(Items from a data source)
========

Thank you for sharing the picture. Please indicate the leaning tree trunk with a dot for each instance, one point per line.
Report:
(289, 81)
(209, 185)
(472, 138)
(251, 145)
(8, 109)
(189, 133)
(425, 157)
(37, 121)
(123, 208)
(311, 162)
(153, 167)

========

Assignment →
Every entry, from the first line to the last, should be retyped exactly.

Expected answer →
Thank you for sharing the picture. Please indicate the leaning tree trunk with a dot for each instance, one point per line.
Report:
(289, 81)
(209, 185)
(472, 138)
(251, 145)
(8, 109)
(189, 133)
(425, 157)
(37, 121)
(123, 208)
(311, 162)
(153, 167)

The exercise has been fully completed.